- [RECORDS PROVIDED]:
## start

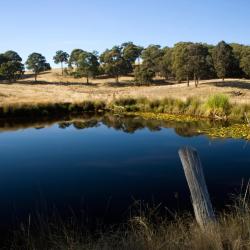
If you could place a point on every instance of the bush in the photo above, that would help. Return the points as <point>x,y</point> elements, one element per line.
<point>218,105</point>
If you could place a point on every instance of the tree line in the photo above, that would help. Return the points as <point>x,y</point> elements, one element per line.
<point>183,61</point>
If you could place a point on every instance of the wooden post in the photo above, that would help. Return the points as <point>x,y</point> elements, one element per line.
<point>202,205</point>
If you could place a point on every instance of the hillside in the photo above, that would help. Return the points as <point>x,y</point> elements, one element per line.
<point>52,87</point>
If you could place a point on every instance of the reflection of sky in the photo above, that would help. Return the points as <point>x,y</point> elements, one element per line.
<point>66,165</point>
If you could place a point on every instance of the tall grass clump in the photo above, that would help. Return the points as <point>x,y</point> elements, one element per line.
<point>143,232</point>
<point>218,105</point>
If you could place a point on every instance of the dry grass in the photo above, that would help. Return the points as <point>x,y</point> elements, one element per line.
<point>231,231</point>
<point>54,88</point>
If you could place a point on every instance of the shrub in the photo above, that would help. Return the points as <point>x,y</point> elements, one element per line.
<point>218,105</point>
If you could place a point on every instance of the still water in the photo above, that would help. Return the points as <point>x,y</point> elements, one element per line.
<point>99,166</point>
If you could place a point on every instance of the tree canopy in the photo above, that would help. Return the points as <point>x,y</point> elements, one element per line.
<point>37,63</point>
<point>11,67</point>
<point>61,57</point>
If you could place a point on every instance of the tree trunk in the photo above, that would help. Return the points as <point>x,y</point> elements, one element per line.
<point>193,170</point>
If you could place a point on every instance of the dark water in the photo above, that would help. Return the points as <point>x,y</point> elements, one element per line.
<point>97,167</point>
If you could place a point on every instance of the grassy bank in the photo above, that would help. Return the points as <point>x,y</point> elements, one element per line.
<point>146,231</point>
<point>217,107</point>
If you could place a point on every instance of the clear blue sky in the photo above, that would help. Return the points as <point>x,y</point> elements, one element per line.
<point>48,25</point>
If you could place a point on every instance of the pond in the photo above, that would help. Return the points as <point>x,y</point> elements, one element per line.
<point>98,166</point>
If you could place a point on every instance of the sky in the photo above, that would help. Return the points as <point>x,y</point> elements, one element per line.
<point>49,25</point>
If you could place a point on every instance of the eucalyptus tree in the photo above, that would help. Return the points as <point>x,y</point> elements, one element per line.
<point>245,61</point>
<point>11,67</point>
<point>181,67</point>
<point>74,57</point>
<point>166,63</point>
<point>61,57</point>
<point>131,52</point>
<point>12,56</point>
<point>198,61</point>
<point>224,60</point>
<point>88,65</point>
<point>113,62</point>
<point>151,59</point>
<point>37,64</point>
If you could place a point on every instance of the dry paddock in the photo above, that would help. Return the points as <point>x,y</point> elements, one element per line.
<point>52,87</point>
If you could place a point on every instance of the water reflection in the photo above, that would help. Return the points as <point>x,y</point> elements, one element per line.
<point>127,124</point>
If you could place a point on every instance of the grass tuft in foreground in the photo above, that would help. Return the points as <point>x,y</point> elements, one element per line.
<point>142,232</point>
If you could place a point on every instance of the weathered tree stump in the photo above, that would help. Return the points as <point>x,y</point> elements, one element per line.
<point>202,205</point>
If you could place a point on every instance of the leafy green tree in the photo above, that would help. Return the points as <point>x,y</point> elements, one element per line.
<point>113,62</point>
<point>151,57</point>
<point>181,67</point>
<point>245,61</point>
<point>198,60</point>
<point>88,65</point>
<point>61,57</point>
<point>145,72</point>
<point>224,60</point>
<point>37,63</point>
<point>12,56</point>
<point>166,63</point>
<point>131,52</point>
<point>242,55</point>
<point>11,67</point>
<point>143,75</point>
<point>74,57</point>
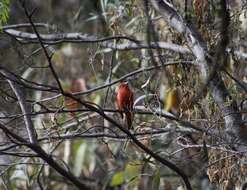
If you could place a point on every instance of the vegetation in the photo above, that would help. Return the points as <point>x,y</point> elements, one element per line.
<point>63,125</point>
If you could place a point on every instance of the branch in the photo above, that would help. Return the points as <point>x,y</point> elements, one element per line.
<point>22,102</point>
<point>226,104</point>
<point>47,158</point>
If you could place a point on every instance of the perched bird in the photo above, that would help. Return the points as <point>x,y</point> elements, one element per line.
<point>172,101</point>
<point>125,101</point>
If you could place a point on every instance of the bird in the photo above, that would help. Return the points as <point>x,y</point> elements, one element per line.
<point>125,101</point>
<point>172,101</point>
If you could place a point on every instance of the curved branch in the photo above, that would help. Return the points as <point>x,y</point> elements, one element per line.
<point>210,78</point>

## end

- [EXERCISE]:
Copy out all of the material above word for word, line by line. Leave out the pictures.

- [FULL SOLUTION]:
If you could place a point on every instance of the bush in the photo above, that would help. Return the points as <point>x,y</point> elements, one element per line.
<point>218,105</point>
If you could place a point on every instance of the tree line in the photo above, that would help. Return the points as <point>x,y</point> elements, one element per line.
<point>183,61</point>
If you could place a point on every instance of the wooden post in the photo above, that would help. Return the points as <point>x,y</point> elements, one element per line.
<point>202,205</point>
If you could place a point on every instance of the hillside in the photo above, that would help. Return the points as <point>x,y</point> elements, one element per line.
<point>52,87</point>
If you could place a point on every instance of the reflection of sky in the photo above, that would help. Return the points as <point>x,y</point> elements, one element per line.
<point>66,165</point>
If you could place a point on every instance of the tall grass clump in the photo above, that would help. Return the points as <point>x,y</point> elements, one element per line.
<point>143,232</point>
<point>218,105</point>
If you could place a point on every instance of the dry grass in the photo above, that would help. Return the points as <point>x,y</point> elements, one element per line.
<point>231,231</point>
<point>54,88</point>
If you could place a point on every instance of the shrub in the photo above, that would help. Return the points as <point>x,y</point> elements, one element per line.
<point>218,105</point>
If you could place a point on every instance of the still water in the photo above, that would help. Return the points as <point>x,y</point> elements, one element per line.
<point>99,166</point>
If you could place a point on every instance of the tree canopy in the photo above, that would help. Return the points as <point>x,y</point> elements, one element per line.
<point>37,63</point>
<point>11,67</point>
<point>61,57</point>
If you could place a point on every instance of the tree trunk in the photo above, that would help. Return the points as <point>x,y</point> elements, one element per line.
<point>193,170</point>
If you could place a point on every instance of the dark water in the photo above, that would help. Return the points as <point>x,y</point> elements, one element per line.
<point>97,167</point>
If you could place a point on every instance of the grassy bank in the photo above, that would help. Return the points as <point>x,y</point> elements, one element per line.
<point>146,231</point>
<point>217,107</point>
If you could place a point on every instance of the clear blue sky in the photo above, that would help. Return the points as <point>x,y</point> elements, one element per line.
<point>48,25</point>
If you could place a point on every instance of the pond in the photo above, that would help. Return the points as <point>x,y</point> elements, one element per line.
<point>98,166</point>
If you could place a point on every instance of the sky in the photo above, that would help. Return the points as <point>x,y</point> elements, one element per line.
<point>49,25</point>
If you could place a point on every instance of the eucalyptus tree in the photo above, that would help. Return the points as <point>x,y</point> elements, one element per line.
<point>245,61</point>
<point>11,67</point>
<point>181,67</point>
<point>74,57</point>
<point>166,63</point>
<point>61,57</point>
<point>131,52</point>
<point>12,56</point>
<point>198,61</point>
<point>224,60</point>
<point>88,65</point>
<point>113,62</point>
<point>151,59</point>
<point>37,64</point>
If you could place a point on every instance of the dry paddock in the photo above, that would help. Return the points as <point>x,y</point> elements, one element per line.
<point>52,87</point>
If you could place a point on every instance of the water reflection in the photo above, that would help. Return the points as <point>x,y</point> elements, one element per line.
<point>127,124</point>
If you could place a point on every instance of the grass tuft in foreground in the photo above, that would help. Return the points as <point>x,y</point> elements, one element per line.
<point>142,232</point>
If you could place a point on every instance of the weathered tree stump in the photo above, that would help. Return the points as <point>x,y</point> elements, one element per line.
<point>202,205</point>
If you could place a point on every instance of the leafy green tree in the photo above, that would help. Return the points as <point>x,y</point> elements, one element per line.
<point>113,62</point>
<point>151,57</point>
<point>181,67</point>
<point>245,61</point>
<point>198,60</point>
<point>88,65</point>
<point>61,57</point>
<point>145,72</point>
<point>224,60</point>
<point>37,63</point>
<point>12,56</point>
<point>166,63</point>
<point>131,52</point>
<point>242,55</point>
<point>11,67</point>
<point>143,75</point>
<point>74,57</point>
If you could place a point on every instance of the vegetation in the photo above, that would help. Return the points as <point>x,y</point> elements, one element per line.
<point>63,125</point>
If you could place a point on every instance of the branch in the photo above, that would help. Return the points as <point>x,y</point> elements, one element per line.
<point>22,102</point>
<point>226,104</point>
<point>47,158</point>
If you could place a point on every instance of the perched bird in the photo above, that would help. Return the points as <point>x,y</point> elements, one element per line.
<point>172,101</point>
<point>125,101</point>
If you could place a point on every instance of the bird in the photo above, that would help. Return the points as <point>x,y</point> elements, one element per line.
<point>125,101</point>
<point>172,101</point>
If you could place a point on every instance of the curved branch in the photo above, that would help. Return the points as <point>x,y</point> elements, one element per line.
<point>210,78</point>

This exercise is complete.